[CEL ZADANIA 1]: Przepisz dosłownie linie listingu, zaczynając od linii zawierającej „Guideline: one keypoint for each instance of the concrete” i kończąc na ostatniej linii listingu.

[FRAGMENT TEKSTU]:
++++++
Według Rafała Ziemkiewicza "MULTI-KULTI ZABIJA"
michael, sob., 21/07/2018 - 08:43
*
[link] Multi-kulti zabija także według Feliksa Konecznego - "między cywilizacjami nie może być syntez (bowiem sprzeczności między różnymi etykami są nie do pogodzenia), a próby dokonania takowych kończą się, bądź to zdominowaniem jednej cywilizacji przez drugą (najczęściej dominującą jest ta, która nakłada mniejsze obowiązki moralne), bądź też powstaniem a-cywilizacyjnej mieszanki, niezdolnej do rozwoju a często i przetrwania" [link].
Mam nieco inny pogląd.
Zawsze twierdziłem, że Feliks Koneczny był światowym liderem nauki o cywilizacjach. Z jego dorobku czerpali inni, największe autorytety współczesnego świata (Samuel Huntington, Oswald Spengler, Arnold Joseph Toynbee).
Co nie oznacza, że teoria Feliksa Konecznego jest skończona, nawet najwspanialsze dzieło ludzkiego umysłu może się rozwijać, nauka może dostrzegać nowe zjawiska także i dziedzinie opisu mechanizmów rozwoju cywilizacji.
No i wracając do twierdzenia Ziemkiewicza - Konecznego można zauważyć, że gdy dotyczy ono siły i szansy na przetrwanie dużych społeczeństw i cywilizacji, mamy do czynienia z teorią niezupełną, albo może niekompletną. Rzeczypospolita Obojga Narodów miała w swojej historii różne zjawiska, które były źródłem jej mocy i szans, były inne przyczyny jej słabości, prowadzące do klęski.
Ważne jest dostrzeżenie jednych i drugich, ważne jest zastanowienie się nad ich aktualną wagą, widząc jak bardzo inne są współczesne wyzwania cywilizacyjne.
Zwróciłbym uwagę na dwa ważne i względnie nowe czynniki dzisiejszej rzeczywistości cywilizacyjnej:
- Duża dynamika istotnych zmian. Można zaryzykować taką tezę, że jeszcze dwudziestowieczna wiedza o cywilizacjach była nauką o procesach stacjonarnych, trochę tak jak statyka w fizyce, polegająca na analizowaniu stanów równowagi. Zmiany społeczne następowały dużo wolniej niż wymiana pokoleń. Teraz tempo zmian jest dużo szybsze niż wymiana pokoleń.
++++++
[CEL ZADANIA 2]: Kogo tekst o teorii cywilizacji wymienia jako autorytety współczesnego świata, które czerpały z dorobku Feliksa Konecznego?

Pozycje ze źródła danych:
++++++
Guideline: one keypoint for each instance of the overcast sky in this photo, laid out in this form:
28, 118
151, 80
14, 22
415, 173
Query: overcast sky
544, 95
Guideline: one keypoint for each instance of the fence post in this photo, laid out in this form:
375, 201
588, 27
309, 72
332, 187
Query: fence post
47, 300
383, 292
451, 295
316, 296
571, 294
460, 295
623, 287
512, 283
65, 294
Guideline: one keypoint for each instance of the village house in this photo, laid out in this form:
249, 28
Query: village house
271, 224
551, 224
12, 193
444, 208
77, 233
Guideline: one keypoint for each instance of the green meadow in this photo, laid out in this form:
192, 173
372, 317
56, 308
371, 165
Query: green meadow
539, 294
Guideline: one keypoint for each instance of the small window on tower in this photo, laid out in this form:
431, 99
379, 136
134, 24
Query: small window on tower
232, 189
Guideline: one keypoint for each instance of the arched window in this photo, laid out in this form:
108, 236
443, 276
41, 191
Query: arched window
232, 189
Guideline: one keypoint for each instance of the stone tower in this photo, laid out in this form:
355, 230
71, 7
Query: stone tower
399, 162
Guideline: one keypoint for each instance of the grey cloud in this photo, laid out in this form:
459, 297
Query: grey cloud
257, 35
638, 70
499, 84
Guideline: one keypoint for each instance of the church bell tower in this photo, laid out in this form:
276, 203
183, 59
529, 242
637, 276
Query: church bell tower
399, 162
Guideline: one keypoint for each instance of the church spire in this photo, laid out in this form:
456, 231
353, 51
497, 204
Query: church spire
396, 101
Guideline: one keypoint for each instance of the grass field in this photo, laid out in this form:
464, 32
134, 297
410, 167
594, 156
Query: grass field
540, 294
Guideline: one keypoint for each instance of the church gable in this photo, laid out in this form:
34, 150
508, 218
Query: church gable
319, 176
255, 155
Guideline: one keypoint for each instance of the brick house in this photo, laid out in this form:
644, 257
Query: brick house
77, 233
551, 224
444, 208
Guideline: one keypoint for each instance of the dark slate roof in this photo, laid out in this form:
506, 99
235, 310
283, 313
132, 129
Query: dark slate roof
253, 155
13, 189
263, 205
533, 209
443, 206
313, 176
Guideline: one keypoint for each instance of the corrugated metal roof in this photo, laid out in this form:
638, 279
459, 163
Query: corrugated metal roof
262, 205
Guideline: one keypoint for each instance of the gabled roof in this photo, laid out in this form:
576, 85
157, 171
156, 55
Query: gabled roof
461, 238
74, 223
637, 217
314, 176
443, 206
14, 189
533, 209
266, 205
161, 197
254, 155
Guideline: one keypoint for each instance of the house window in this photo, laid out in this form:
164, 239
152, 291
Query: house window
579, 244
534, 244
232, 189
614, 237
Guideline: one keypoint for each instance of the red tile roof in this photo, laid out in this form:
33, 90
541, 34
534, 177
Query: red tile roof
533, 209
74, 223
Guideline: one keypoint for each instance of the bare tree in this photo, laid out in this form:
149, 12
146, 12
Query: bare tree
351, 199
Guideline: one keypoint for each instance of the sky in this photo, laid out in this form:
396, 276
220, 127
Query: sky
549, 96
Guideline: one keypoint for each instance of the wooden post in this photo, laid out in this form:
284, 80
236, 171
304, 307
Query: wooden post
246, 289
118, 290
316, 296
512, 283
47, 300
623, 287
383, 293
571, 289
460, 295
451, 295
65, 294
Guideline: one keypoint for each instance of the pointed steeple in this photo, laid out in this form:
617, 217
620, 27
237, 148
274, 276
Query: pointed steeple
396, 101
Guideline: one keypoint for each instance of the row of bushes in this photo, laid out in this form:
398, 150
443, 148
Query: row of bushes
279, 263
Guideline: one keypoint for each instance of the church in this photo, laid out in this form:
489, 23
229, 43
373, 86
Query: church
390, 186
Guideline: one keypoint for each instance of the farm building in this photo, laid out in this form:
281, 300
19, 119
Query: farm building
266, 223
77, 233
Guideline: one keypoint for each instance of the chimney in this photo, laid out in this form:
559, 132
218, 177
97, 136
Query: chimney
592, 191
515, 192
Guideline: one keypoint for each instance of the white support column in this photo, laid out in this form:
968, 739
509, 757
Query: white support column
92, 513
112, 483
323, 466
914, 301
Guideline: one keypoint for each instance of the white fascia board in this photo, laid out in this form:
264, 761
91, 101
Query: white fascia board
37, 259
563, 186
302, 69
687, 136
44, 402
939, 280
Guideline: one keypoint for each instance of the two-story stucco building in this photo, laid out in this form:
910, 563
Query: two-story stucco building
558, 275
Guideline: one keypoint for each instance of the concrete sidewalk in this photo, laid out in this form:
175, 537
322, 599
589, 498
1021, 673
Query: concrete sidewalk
++++++
[OCZEKIWANY WYNIK 1]:
Guideline: one keypoint for each instance of the concrete sidewalk in this photo, laid out in this form:
175, 537
322, 599
589, 498
1021, 673
Query: concrete sidewalk

[OCZEKIWANY WYNIK 2]: Samuela Huntingtona, Oswalda Spenglera i Arnolda Josepha Toynbeego.